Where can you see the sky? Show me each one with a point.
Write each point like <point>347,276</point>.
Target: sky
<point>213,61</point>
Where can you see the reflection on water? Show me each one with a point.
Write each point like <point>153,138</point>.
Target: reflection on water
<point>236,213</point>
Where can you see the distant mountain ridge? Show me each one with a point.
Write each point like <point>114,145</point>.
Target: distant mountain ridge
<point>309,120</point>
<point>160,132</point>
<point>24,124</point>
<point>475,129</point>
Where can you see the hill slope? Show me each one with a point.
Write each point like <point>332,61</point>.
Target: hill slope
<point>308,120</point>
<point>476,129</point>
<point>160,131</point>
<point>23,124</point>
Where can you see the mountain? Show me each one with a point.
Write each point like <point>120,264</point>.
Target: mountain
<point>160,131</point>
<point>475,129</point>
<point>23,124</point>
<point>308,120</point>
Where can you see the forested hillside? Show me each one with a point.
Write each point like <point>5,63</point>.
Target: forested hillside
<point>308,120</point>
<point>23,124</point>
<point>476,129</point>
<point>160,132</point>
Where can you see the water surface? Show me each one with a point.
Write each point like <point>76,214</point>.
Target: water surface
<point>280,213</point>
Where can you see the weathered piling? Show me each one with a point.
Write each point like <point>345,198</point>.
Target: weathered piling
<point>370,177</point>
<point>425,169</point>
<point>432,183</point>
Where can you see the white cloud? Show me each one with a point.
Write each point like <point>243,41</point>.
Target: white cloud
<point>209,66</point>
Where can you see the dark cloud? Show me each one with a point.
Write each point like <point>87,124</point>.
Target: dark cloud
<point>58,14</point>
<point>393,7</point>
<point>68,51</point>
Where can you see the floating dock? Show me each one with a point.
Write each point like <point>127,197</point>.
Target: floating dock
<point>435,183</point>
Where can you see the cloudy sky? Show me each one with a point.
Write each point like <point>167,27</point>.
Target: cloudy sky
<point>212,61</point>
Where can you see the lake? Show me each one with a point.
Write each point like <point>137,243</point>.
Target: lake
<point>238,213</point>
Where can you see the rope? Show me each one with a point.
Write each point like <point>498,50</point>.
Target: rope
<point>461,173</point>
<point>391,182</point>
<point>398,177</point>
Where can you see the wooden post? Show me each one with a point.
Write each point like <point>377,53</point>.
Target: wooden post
****************************************
Among the records, find every line with the word "post" and copy it.

Where can you see the wooden post? Show me each one with a point.
Target: wooden post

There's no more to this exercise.